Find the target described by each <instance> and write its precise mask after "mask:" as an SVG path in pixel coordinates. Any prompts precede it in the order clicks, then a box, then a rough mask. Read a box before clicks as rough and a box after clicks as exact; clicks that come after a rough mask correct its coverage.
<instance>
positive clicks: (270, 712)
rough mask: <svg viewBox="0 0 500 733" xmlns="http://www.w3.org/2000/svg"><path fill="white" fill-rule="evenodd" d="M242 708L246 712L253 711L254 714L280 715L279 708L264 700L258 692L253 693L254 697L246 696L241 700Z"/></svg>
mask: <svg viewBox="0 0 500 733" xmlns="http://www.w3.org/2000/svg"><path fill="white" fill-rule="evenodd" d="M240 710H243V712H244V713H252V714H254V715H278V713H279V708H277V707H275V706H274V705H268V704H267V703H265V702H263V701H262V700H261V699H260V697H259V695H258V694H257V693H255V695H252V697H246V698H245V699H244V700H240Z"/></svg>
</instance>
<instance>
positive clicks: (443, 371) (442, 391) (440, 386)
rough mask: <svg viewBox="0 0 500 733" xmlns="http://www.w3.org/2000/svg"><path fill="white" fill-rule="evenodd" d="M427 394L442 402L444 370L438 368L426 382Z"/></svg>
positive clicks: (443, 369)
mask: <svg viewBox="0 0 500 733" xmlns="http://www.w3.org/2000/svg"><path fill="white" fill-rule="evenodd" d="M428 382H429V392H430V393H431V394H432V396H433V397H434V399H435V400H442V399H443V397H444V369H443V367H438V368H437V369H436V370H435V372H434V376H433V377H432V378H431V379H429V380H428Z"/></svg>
==*==
(EXERCISE)
Count up the lines in the material above that contain the string "instance", then state that figure alone.

(RESULT FOR THIS EXERCISE)
4